Copy the following lines of the listing below verbatim, beginning with the line that contains "Note: pick out the distant" and ending after the line that contains "column 121, row 159".

RECORDED INFORMATION:
▬▬▬

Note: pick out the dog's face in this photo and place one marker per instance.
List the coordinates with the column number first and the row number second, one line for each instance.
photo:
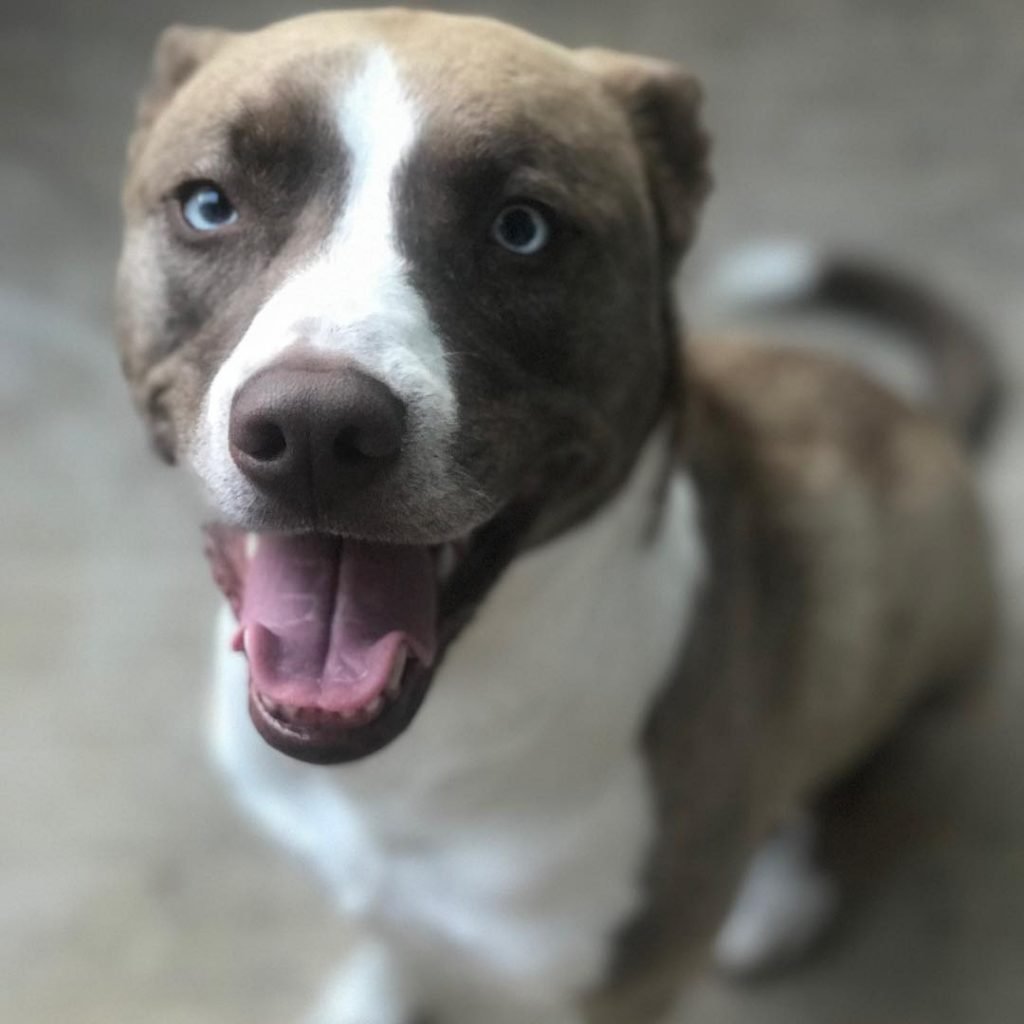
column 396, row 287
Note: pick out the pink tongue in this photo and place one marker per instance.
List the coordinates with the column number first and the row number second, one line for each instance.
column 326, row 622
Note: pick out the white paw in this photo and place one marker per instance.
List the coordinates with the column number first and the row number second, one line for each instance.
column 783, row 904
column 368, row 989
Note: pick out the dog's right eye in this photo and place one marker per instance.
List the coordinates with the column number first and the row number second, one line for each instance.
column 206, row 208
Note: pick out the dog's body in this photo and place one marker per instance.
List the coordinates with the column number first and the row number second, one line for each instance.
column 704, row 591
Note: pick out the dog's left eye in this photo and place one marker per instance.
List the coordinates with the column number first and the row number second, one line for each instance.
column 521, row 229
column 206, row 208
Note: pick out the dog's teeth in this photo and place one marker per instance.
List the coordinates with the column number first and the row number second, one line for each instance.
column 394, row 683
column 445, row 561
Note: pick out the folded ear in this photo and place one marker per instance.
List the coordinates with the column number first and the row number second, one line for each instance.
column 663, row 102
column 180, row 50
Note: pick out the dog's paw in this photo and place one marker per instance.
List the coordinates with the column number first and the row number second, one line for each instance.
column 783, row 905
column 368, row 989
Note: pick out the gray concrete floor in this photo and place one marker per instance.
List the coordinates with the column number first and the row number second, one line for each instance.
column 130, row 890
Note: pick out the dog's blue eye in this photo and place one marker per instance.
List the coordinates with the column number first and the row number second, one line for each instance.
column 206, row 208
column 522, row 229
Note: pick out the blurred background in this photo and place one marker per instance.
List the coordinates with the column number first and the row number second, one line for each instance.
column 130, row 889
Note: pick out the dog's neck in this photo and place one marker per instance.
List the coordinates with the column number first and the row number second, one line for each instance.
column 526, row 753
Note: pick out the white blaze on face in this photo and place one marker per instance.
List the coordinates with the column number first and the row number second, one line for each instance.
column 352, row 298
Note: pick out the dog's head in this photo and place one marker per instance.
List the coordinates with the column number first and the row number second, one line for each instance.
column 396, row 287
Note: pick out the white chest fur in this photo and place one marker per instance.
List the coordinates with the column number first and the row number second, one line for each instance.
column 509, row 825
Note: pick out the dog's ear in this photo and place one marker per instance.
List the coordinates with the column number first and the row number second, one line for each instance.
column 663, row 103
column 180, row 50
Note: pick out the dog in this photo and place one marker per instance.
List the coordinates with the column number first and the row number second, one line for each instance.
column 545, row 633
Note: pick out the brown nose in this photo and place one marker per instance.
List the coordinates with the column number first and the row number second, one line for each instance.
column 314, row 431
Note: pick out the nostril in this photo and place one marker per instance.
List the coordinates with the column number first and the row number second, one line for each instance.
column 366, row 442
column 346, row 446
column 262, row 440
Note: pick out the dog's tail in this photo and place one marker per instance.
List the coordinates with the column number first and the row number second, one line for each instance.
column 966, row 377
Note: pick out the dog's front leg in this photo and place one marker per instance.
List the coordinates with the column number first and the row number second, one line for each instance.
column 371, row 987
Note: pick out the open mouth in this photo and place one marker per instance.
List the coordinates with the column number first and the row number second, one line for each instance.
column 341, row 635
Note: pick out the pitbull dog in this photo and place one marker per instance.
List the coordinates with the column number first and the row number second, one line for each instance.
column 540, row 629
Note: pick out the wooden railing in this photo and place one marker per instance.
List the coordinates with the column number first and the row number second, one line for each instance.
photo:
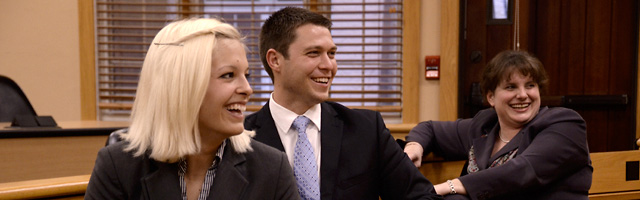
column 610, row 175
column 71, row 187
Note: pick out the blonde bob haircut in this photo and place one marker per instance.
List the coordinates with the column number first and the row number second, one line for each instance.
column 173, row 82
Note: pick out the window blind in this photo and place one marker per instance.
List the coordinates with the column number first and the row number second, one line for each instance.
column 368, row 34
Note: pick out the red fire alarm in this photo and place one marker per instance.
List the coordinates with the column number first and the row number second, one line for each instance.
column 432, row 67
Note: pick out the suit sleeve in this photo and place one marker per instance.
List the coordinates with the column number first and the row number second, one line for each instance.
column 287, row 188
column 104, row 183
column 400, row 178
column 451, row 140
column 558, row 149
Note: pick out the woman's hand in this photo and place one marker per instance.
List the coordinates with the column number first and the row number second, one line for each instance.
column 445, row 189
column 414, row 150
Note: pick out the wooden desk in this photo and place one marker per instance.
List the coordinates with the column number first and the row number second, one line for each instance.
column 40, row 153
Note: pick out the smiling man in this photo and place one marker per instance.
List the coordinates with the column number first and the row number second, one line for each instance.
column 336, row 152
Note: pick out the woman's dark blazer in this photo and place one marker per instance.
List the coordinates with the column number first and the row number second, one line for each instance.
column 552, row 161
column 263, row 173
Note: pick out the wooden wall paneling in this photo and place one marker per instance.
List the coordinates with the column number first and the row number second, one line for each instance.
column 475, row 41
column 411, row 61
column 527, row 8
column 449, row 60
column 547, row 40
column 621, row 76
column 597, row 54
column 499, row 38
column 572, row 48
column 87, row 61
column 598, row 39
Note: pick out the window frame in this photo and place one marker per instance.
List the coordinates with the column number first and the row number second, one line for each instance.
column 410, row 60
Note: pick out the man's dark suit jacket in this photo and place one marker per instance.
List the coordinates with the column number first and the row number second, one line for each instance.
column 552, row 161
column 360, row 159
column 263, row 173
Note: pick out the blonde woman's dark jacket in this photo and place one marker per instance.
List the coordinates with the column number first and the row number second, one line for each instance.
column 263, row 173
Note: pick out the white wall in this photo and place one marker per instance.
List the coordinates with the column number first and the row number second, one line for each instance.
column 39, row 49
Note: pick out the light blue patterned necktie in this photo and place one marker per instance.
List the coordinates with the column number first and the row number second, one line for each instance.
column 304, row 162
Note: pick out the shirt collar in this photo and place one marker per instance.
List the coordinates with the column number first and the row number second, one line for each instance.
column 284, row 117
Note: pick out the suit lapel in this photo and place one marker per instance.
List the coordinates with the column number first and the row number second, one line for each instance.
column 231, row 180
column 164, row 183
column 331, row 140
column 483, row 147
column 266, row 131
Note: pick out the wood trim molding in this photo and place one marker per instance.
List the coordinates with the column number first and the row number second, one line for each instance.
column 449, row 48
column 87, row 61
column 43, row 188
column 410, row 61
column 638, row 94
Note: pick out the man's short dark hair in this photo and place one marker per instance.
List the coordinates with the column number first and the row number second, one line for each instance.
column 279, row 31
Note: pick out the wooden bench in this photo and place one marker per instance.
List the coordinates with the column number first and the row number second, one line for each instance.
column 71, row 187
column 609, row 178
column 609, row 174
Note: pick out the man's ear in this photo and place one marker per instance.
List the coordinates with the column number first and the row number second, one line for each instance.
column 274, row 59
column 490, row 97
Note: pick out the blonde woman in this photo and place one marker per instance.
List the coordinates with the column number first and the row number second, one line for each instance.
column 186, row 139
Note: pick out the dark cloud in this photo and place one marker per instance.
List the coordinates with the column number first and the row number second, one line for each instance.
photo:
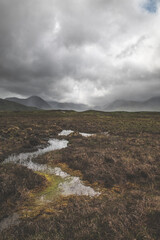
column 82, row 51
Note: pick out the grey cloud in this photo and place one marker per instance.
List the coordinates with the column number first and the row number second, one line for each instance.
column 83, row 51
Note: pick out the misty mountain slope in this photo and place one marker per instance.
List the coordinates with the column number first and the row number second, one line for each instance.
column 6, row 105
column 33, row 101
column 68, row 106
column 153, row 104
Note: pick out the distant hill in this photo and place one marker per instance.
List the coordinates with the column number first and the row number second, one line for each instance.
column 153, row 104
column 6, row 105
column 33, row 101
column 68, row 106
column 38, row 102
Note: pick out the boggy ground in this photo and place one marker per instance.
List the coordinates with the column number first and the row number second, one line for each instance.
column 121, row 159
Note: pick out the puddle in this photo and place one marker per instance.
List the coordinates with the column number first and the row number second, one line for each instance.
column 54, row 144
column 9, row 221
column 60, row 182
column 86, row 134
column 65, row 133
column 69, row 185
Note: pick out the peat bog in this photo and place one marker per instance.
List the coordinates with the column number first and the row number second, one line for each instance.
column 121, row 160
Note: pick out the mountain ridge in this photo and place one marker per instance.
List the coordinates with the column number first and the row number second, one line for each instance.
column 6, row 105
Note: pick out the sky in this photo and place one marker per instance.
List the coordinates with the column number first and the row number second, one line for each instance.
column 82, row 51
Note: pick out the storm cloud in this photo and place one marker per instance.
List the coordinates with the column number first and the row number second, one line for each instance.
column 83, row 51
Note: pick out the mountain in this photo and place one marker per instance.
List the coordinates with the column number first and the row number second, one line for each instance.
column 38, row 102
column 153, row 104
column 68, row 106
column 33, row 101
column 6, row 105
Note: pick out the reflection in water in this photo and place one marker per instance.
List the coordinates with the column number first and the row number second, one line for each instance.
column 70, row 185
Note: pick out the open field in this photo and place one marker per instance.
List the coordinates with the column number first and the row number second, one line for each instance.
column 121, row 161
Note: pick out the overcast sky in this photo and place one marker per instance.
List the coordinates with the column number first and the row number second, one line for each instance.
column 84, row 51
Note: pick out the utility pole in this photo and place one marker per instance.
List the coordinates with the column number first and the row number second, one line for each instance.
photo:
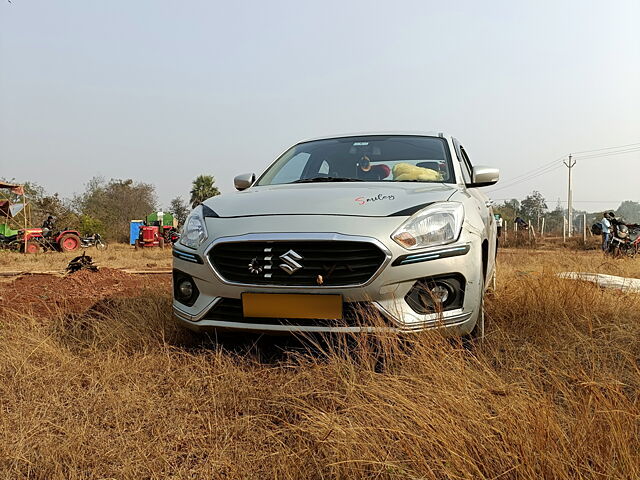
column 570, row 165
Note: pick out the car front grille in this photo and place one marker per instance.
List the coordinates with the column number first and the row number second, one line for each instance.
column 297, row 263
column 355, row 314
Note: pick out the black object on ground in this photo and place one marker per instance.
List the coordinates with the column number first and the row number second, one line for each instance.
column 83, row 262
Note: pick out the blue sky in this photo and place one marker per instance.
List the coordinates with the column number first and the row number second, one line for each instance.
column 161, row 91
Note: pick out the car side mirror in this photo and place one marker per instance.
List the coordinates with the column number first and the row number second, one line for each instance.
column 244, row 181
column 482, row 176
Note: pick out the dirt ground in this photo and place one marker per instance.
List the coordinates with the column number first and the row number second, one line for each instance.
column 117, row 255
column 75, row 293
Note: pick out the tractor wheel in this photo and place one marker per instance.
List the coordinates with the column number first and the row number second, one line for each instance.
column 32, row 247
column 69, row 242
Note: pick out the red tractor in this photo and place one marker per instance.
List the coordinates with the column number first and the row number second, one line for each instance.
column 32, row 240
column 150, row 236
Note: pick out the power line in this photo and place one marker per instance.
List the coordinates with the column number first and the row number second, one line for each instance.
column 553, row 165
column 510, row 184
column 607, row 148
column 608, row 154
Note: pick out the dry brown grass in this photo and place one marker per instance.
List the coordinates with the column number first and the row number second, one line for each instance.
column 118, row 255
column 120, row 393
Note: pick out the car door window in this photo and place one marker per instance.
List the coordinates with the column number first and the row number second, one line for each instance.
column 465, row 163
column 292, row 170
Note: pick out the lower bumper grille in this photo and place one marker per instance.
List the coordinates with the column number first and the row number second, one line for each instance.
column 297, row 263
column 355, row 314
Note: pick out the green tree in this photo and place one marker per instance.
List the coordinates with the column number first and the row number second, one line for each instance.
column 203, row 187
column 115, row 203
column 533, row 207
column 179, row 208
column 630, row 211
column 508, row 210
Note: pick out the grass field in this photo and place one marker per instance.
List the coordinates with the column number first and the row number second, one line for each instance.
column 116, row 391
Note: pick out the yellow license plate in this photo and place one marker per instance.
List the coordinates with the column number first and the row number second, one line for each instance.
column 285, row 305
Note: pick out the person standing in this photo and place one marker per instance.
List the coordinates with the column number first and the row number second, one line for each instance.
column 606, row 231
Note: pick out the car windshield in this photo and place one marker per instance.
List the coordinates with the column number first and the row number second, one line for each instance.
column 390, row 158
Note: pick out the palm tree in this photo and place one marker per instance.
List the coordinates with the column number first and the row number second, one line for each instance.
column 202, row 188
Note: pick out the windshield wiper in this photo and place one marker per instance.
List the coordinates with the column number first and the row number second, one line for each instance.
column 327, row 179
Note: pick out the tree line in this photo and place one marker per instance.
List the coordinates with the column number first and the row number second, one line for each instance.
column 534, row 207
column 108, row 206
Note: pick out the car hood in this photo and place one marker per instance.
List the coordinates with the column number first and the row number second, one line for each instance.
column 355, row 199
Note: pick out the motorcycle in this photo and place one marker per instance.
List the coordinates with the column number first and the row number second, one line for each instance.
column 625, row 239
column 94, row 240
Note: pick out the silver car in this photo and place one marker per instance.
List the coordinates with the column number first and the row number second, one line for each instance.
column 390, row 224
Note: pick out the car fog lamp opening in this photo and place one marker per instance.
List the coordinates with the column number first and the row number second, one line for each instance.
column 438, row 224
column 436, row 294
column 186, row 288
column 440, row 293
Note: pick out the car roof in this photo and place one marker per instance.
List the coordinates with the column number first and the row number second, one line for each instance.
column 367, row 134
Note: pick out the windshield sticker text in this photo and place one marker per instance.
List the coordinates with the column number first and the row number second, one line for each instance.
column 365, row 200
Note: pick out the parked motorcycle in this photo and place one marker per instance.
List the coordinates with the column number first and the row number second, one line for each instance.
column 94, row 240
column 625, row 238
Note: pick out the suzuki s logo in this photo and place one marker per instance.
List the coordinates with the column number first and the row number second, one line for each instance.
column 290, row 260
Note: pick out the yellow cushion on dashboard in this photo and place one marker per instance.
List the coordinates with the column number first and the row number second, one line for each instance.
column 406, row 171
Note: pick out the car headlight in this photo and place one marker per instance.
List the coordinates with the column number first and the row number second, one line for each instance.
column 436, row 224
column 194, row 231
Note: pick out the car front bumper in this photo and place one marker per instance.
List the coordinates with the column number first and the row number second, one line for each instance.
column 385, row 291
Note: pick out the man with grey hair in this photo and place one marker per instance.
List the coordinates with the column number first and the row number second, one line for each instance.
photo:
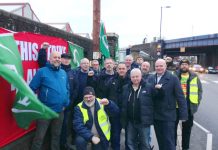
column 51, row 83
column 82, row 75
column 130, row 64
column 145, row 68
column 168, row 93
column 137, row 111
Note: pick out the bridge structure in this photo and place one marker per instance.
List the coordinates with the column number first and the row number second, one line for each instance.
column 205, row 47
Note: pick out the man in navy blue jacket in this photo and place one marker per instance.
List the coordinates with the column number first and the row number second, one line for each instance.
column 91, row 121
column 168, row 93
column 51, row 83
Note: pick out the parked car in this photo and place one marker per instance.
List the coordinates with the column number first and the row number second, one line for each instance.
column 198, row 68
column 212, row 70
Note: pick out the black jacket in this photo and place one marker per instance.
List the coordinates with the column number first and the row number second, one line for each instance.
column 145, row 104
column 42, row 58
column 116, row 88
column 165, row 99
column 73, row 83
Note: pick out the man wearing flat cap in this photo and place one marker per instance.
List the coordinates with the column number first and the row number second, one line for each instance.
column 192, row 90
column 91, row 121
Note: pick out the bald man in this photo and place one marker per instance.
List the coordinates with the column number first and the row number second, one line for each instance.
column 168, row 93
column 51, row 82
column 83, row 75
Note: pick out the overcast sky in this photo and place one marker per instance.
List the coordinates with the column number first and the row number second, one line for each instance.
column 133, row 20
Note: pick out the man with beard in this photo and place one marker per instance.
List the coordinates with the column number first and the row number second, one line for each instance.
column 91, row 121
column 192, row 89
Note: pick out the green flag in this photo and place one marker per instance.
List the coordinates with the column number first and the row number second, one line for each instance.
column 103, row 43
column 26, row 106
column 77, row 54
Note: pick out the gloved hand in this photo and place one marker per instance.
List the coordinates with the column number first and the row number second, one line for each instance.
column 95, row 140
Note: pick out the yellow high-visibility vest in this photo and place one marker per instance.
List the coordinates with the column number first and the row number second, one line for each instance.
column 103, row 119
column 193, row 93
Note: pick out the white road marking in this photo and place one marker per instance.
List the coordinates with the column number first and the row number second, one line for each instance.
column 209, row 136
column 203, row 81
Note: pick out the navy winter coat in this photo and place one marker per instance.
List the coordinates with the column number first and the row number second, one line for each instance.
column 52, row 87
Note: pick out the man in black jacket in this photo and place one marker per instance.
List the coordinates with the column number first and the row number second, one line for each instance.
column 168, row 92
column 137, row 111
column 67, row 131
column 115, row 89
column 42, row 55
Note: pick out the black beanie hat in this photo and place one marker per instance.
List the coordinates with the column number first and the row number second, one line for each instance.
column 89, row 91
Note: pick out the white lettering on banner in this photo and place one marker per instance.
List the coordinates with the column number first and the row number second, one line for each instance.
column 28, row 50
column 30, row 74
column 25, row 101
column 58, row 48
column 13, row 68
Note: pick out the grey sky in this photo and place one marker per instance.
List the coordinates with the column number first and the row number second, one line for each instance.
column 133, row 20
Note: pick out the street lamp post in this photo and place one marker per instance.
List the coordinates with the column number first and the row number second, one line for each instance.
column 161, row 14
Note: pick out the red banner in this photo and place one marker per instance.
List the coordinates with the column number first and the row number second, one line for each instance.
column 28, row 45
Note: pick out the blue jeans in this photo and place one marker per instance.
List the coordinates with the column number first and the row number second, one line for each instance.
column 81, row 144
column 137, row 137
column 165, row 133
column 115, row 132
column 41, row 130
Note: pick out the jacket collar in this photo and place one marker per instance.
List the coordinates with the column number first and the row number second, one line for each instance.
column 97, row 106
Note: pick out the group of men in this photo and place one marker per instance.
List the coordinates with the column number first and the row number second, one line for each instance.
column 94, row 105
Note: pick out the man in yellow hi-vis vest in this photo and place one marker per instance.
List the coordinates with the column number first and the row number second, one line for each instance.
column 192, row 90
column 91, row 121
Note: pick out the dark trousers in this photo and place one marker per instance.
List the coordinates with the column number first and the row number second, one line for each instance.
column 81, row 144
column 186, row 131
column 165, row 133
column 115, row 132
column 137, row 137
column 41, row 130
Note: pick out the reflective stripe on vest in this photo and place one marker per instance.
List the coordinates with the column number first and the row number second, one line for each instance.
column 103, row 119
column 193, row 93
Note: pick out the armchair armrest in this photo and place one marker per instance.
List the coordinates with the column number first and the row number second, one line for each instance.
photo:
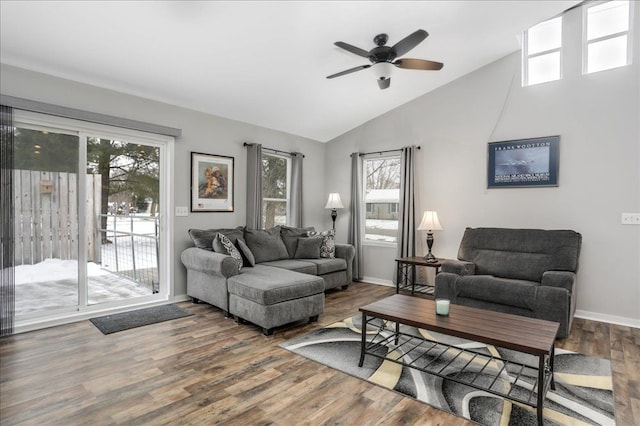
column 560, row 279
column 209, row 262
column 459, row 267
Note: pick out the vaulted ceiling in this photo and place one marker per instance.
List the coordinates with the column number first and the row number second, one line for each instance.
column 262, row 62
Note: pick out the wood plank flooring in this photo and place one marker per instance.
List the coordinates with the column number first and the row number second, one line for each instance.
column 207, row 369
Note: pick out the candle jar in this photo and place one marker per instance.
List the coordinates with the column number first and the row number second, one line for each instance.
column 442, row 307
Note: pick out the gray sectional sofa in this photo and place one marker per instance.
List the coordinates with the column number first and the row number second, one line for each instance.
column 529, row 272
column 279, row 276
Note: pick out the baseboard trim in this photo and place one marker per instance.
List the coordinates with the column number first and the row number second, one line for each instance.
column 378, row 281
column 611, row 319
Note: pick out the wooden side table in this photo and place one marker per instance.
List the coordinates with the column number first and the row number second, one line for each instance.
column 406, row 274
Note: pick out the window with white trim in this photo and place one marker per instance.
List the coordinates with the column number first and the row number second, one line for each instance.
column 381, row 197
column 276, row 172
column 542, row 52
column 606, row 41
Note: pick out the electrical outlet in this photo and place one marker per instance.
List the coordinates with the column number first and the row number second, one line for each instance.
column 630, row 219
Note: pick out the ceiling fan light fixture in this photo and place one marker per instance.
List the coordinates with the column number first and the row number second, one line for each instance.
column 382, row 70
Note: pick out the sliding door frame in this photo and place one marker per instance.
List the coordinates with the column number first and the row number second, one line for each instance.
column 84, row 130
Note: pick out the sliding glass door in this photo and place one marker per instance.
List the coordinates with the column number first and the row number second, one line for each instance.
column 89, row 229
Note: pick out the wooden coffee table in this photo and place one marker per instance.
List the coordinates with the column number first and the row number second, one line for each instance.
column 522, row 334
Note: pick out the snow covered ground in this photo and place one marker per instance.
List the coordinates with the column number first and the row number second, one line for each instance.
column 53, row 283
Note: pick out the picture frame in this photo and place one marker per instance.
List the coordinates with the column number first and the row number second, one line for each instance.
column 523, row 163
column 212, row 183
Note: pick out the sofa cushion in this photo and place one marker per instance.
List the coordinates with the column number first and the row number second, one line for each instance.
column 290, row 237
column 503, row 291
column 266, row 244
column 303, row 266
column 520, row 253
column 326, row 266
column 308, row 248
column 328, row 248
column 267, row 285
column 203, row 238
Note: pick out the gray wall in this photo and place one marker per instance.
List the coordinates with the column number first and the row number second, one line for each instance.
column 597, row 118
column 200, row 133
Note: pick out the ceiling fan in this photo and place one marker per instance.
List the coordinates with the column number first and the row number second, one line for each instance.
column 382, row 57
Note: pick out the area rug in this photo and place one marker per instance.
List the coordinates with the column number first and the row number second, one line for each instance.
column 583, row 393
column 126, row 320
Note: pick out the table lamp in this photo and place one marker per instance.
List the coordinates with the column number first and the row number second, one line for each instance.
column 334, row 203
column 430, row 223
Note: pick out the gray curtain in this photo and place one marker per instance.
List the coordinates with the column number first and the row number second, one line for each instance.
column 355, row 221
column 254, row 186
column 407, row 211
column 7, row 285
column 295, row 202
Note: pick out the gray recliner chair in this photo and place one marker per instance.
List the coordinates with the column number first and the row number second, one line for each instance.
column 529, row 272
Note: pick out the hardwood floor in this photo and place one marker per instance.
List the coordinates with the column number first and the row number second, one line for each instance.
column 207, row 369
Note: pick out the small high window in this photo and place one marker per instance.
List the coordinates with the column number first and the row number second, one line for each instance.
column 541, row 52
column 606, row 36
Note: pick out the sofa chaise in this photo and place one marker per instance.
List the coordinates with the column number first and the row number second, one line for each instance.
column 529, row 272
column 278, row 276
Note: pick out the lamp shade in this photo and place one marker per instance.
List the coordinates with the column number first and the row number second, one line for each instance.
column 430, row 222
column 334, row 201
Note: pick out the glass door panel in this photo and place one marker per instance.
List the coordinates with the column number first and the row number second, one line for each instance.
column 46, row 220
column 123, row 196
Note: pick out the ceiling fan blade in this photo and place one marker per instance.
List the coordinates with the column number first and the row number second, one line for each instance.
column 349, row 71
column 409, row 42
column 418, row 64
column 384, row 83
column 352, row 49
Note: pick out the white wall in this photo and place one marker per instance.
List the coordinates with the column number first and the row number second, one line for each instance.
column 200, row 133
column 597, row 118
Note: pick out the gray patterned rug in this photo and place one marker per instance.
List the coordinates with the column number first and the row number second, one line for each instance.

▬▬▬

COMPLETE ANSWER:
Note: pick out the distant hill in this photo and place one marker per instance.
List the coordinates with the column number first and the row number second, one line for each instance.
column 153, row 104
column 6, row 105
column 33, row 101
column 68, row 106
column 38, row 102
Note: pick out the boggy ground in this photo and place one marker per instance.
List the coordinates with the column number first and the row number second, one line for each instance.
column 121, row 159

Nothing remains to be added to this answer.